Quoted passage:
------

Most people have heard the phrase "calorie deficit" thrown around, but the explanation usually stops at "eat less, move more" — which isn't exactly helpful. Understanding what's actually happening in your body makes the whole thing far less mysterious, and a lot easier to work with.
At its most basic, a calorie deficit happens when you consume fewer calories than your body uses over a given period. Your body needs energy to do everything — breathing, digesting food, keeping your heart beating, walking to the kettle. The total amount of energy your body burns in a day is called your Total Daily Energy Expenditure (TDEE).
When your calorie intake consistently falls below your TDEE, your body has to find the energy it needs from somewhere else. That somewhere else is largely your stored body fat, which is why a sustained calorie deficit typically leads to fat loss over time. It's not magic — it's just energy accounting.
Worth noting: TDEE isn't a fixed number. It shifts depending on your activity levels, how much muscle mass you carry, your age, and even how much you've been eating recently. This is why fat loss isn't always linear, and why the same approach doesn't produce identical results for everyone.
When you're in a deficit, your body doesn't just quietly burn fat and leave everything else untouched. A few things happen simultaneously.
Your body draws on glycogen stores first — that's the carbohydrate stored in your liver and muscles. As those deplete (particularly if you've dropped carbs significantly), you might feel a bit flat or tired in the early days. This is normal, and it tends to settle.
After that, fat becomes the primary fuel source. But here's something worth knowing: if your protein intake is too low and you're in a large deficit, your body can also break down muscle tissue for energy. This is why protein intake matters a lot during a calorie deficit — it helps preserve the muscle you already have, which in turn keeps your metabolism ticking over more efficiently.

------

Data excerpts:

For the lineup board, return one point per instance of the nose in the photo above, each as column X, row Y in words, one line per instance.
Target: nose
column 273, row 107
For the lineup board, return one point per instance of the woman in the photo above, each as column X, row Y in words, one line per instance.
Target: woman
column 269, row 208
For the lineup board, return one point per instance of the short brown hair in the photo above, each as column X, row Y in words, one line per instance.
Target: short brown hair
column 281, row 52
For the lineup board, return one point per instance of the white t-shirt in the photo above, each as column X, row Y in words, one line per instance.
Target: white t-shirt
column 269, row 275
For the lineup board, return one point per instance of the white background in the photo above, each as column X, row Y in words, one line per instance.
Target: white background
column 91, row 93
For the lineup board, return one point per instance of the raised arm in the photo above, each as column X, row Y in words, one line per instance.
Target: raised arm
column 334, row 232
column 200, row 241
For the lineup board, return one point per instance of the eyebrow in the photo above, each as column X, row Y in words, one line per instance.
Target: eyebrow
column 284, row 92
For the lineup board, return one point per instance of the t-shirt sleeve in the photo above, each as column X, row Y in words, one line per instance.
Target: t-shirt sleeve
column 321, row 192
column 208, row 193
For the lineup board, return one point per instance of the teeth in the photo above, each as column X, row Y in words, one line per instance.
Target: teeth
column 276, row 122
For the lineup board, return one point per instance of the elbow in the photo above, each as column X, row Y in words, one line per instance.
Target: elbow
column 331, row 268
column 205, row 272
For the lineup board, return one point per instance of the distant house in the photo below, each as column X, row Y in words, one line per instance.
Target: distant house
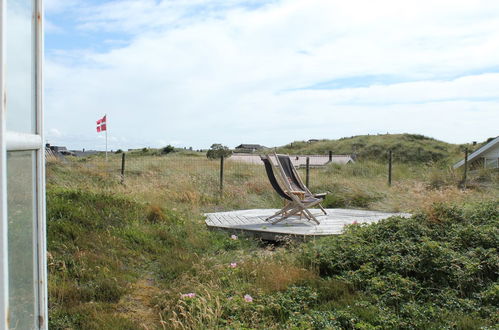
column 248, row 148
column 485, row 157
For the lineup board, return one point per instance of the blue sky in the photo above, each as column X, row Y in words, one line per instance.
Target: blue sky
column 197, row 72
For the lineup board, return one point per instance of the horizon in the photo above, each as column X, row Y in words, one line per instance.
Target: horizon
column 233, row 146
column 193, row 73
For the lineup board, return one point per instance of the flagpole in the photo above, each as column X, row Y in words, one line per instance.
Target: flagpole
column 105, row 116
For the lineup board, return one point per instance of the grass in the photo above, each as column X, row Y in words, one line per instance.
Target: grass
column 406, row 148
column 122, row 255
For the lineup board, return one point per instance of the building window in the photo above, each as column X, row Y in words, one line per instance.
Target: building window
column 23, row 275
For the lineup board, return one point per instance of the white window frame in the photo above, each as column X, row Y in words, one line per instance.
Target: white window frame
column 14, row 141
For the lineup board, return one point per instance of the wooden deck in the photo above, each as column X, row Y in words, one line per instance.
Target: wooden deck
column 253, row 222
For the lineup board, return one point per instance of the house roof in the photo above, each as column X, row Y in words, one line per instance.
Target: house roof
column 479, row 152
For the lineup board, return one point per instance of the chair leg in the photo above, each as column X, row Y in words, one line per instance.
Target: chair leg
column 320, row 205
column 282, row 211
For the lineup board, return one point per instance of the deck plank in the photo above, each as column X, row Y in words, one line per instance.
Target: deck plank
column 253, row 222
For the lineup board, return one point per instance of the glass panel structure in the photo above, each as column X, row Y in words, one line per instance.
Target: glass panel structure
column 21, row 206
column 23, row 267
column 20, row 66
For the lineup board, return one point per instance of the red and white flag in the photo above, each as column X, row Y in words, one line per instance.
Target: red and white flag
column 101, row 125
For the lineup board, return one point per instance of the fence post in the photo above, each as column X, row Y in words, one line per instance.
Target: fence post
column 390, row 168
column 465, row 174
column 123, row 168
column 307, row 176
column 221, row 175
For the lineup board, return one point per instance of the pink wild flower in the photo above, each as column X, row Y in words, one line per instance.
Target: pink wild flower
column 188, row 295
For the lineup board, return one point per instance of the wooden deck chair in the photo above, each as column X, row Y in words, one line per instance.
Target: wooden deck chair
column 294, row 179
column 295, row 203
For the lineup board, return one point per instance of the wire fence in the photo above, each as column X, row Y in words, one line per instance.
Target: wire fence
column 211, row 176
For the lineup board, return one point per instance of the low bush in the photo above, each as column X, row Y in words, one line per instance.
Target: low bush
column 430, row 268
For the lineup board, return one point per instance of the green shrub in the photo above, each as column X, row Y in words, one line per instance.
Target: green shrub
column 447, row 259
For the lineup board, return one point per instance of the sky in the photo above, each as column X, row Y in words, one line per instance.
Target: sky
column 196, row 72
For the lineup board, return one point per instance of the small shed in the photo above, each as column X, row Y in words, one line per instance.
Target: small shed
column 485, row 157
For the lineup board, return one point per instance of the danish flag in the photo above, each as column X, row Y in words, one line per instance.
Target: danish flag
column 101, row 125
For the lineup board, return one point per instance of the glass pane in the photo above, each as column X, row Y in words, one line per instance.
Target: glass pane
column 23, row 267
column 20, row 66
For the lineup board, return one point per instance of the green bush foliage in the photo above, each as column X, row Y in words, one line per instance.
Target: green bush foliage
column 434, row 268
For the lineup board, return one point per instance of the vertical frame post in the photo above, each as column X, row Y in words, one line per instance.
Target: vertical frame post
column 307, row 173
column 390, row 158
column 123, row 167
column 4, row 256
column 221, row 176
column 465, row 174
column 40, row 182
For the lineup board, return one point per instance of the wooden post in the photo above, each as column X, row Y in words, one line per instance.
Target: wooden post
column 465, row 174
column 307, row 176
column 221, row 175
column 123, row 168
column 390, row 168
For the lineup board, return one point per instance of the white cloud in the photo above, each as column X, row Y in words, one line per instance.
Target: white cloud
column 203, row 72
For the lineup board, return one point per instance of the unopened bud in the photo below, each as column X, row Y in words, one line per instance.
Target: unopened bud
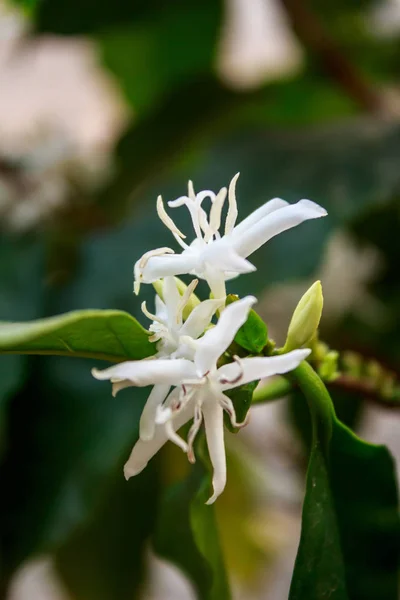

------

List of tasks:
[a] According to the article on calorie deficits, what is the total amount of energy your body burns in a day called?
[b] Copy from the article on calorie deficits the passage starting with "At its most" and going on through "just energy accounting.".
[c] Carry on the article on calorie deficits from the point where it stops.
The rows are separate material, apart from the article on calorie deficits.

Set of answers:
[a] Total Daily Energy Expenditure (TDEE).

[b]
At its most basic, a calorie deficit happens when you consume fewer calories than your body uses over a given period. Your body needs energy to do everything — breathing, digesting food, keeping your heart beating, walking to the kettle. The total amount of energy your body burns in a day is called your Total Daily Energy Expenditure (TDEE).
When your calorie intake consistently falls below your TDEE, your body has to find the energy it needs from somewhere else. That somewhere else is largely your stored body fat, which is why a sustained calorie deficit typically leads to fat loss over time. It's not magic — it's just energy accounting.

[c]
Your hormones also respond to a sustained deficit. Levels of leptin (a hormone that signals fullness) can drop, which is part of why hunger can feel more prominent after a few weeks of eating less. This isn't a failure of willpower — it's a genuine physiological response.
This is where a lot of advice goes off the rails. Bigger deficits don't automatically mean better or faster results — they often mean more muscle loss, more fatigue, and a harder time sticking with things.
A moderate deficit of around 300–500 calories per day tends to support steady fat loss while preserving muscle mass and energy levels. That works out to roughly 0.5kg of fat loss per week for most people, though individual variation is significant.
Going much lower than that for extended periods can cause your body to adapt by becoming more efficient — essentially burning fewer calories at rest. This is sometimes called metabolic adaptation, and it's one reason why very low calorie approaches often plateau quickly and feel unsustainable.
Smaller deficits are also far easier to maintain consistently, and consistency over weeks and months is what actually drives results — not perfection over a few days.
Calories matter, but the food you choose within your calorie target influences how you feel, how full you stay, and whether you're getting the nutrients your body needs.
High-protein foods like chicken, eggs, Greek yoghurt, lentils, and fish help with satiety and muscle retention. Fibre-rich foods — vegetables, legumes, wholegrains — slow digestion and help you feel fuller for longer. Highly processed foods aren't off-limits, but they tend to be less filling per calorie, which can make hitting a deficit trickier.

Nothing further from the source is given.